_TEXT EXTRACT_.
************
LIQUID HYDROGEN AS A PROPULSION FUEL,1945-1959

 

Part II : 1950-1957

6. NACA Research on Hydrogen for High-Altitude Aircraft

 

 

Bee Project

 

[102] The component and engine testing of hydrogen in the laboratory, essential as they were, did not answer an important question: Was it practical to use liquid hydrogen in an aircraft? Silverstein had been interested in finding this out from the beginning and his big opportunity came from a parallel interest by the Air Force.

 

In the fall of 1955, the power plant laboratory of Wright Field, headed by Col. Norman C. Appold, planned an experiment to determine the feasibility of flying an airplane fueled with liquid hydrogen. The bids for a contract-about $4 million a year for 3 years-were higher and longer than anticipated. Lt. Col. Harold Robbins. ARDC headquarters and former Air Force liaison at Lewis, suggested that the NACA be approached to do the work. Silverstein jumped at the opportunity. He promised to do the job in 12 months and with $1 million for special equipment. The agreement was [103] reached in December 1955, and Silverstein lost no time in getting started. He chose Paul Ordin to be the project manager, assisted by Donald Mulholland. The project staff was quickly selected and put to work on their new assignment.17

 

Although Silverstein was technical head of a laboratory with a complement close to 3000, it was characteristic of him to direct the project personally. He had a room in the basement of the administration building cleared for use by the project group. It was directly below his office and convenient for his close supervision. The project was classified secret and known as Project Bee.

 

The airplane selected for the project was the B-57B twin-engine bomber powered by Curtiss Wright J-65 turbojet engines. The basic plan was to equip the airplane with a hydrogen fuel system, independent of its regular fuel system, and modify one engine to operate on hydrogen as well as its regular fuel, which was JP-4 (kerosene). The airplane was to take off and climb on its regular fuel. After reaching level flight at about 16400 meters, the fuel on one engine was to be switched from JP-4 to hydrogen. When the hydrogen experiment was complete, the fuel flow would be switched back to JP-4 and the airplane would return to base under its normal operating conditions.

 

The project team, aided by others in the laboratory, began to design and test the various components for the flight system. A liquid hydrogen tank was designed for mounting beneath the tip of a wing. Two methods for pumping liquid hydrogen were selected. The first was to pressurize the hydrogen tank with helium, a simple and fast method but requiring a fairly heavy tank to withstand the pressure. The second was to employ a liquid-hydrogen pump, but this required time for development. Consequently the first tests were made with the pressurization system.
************
_Records for identifying positions_.
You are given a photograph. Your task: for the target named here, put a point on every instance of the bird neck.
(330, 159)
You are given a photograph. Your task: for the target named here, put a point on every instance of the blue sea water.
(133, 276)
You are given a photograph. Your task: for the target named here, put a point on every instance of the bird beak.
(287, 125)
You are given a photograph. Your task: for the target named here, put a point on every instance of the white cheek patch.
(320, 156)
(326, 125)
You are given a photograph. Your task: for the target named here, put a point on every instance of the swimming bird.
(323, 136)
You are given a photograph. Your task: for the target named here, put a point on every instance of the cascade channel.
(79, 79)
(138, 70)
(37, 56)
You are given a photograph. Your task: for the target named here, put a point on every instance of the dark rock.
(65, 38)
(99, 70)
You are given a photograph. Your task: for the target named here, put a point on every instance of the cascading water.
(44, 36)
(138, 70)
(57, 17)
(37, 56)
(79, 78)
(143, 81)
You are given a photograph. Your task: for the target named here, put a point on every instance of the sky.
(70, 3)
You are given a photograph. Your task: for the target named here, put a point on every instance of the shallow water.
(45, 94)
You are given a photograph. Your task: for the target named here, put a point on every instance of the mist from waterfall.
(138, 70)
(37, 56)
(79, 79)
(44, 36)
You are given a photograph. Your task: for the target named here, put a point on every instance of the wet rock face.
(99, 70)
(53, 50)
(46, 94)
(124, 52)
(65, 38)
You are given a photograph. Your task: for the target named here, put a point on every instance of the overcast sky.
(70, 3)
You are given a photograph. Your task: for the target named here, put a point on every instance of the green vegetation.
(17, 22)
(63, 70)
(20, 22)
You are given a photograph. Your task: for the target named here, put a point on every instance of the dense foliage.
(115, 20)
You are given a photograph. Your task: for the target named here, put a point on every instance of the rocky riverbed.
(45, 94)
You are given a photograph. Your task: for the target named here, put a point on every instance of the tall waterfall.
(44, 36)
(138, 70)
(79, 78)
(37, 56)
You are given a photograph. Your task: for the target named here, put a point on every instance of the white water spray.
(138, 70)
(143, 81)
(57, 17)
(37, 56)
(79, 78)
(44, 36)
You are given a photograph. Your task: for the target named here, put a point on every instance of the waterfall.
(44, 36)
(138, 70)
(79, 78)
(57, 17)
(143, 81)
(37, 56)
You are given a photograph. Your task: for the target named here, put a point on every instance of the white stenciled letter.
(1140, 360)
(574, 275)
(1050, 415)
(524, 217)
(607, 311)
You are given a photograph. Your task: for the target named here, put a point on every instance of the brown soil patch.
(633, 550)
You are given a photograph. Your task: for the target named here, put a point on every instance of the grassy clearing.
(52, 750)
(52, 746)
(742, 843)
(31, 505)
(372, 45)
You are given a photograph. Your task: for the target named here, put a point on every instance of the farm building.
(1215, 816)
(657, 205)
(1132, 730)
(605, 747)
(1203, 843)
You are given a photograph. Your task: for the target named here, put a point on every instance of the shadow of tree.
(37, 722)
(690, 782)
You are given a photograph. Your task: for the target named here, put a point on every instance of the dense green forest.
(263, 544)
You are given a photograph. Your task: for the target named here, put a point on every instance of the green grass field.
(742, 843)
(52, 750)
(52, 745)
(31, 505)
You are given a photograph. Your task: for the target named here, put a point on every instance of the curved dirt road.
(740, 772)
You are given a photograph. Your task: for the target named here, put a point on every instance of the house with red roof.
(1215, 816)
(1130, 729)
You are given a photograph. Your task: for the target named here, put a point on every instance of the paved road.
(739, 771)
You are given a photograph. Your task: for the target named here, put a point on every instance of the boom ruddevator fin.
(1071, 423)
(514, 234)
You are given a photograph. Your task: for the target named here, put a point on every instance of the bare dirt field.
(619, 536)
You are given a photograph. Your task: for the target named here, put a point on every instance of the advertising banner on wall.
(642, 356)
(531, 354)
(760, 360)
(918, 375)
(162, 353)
************
_REQUIRED WORK_.
Carry on the account of Project Bee and its liquid hydrogen flight tests, picking up right after its final sentence.

_ANSWER TO THIS EXERCISE_.
 

Earlier combustion experiments showed that gaseous hydrogen burned easily in the turbojet engine. To feed gaseous hydrogen to the airplane engine required some means for gasifying the liquid. A heat exchanger was designed and tested for this purpose. Ram air passed through it during flight to heat and gasify the liquid hydrogen.18

 

The dual fuel system and transition between the two fuels, JP-4 and gaseous hydrogen, called for an integrated control system, the key component of which was a flow regulator for the gaseous hydrogen. The speed of the engine was controlled by coupling the hydrogen flow regulator to the engine's JP-4 fuel control.19

 

The flights were the province of the laboratory's test pilots headed by William V. (Eb) Gough, Jr., the fourth Navy pilot to qualify in helicopters and the thirtieth in jets; he joined the NACA as a test pilot after the war. By early May, Gough had checked out on the B-57 at the Glenn L. Martin plant in Baltimore and the Air Force had ferried a B-57 to Cleveland for the experiments.20

 

Assisting Gough was Joseph S. Algranti, another test pilot, who would fly in in the rear seat and operate the special controls of the hydrogen fuel system. He participated in the ground testing of the system from the beginning of the project. A third test pilot served as back-up and was in charge of the ground control station.

 

The testing of the flight components required a considerable amount of liquid hydrogen-the problem that had plagued the rocket group at Lewis for a long time. The Air Force made available mobile hydrogen liquefaction equipment and tanks from the hydrogen bomb program. Glenn Hennings got the equipment in good working order and was soon producing liquid hydrogen for the various laboratory needs.21 In the first half of 1956, as part of another program, the Air Force let a contract [104] to build at Painesville, Ohio, a hydrogen liquefaction plant with a capacity of 680 kilograms per day. When this plant began production late in 1956, it supplied all of Lewis's hydrogen needs.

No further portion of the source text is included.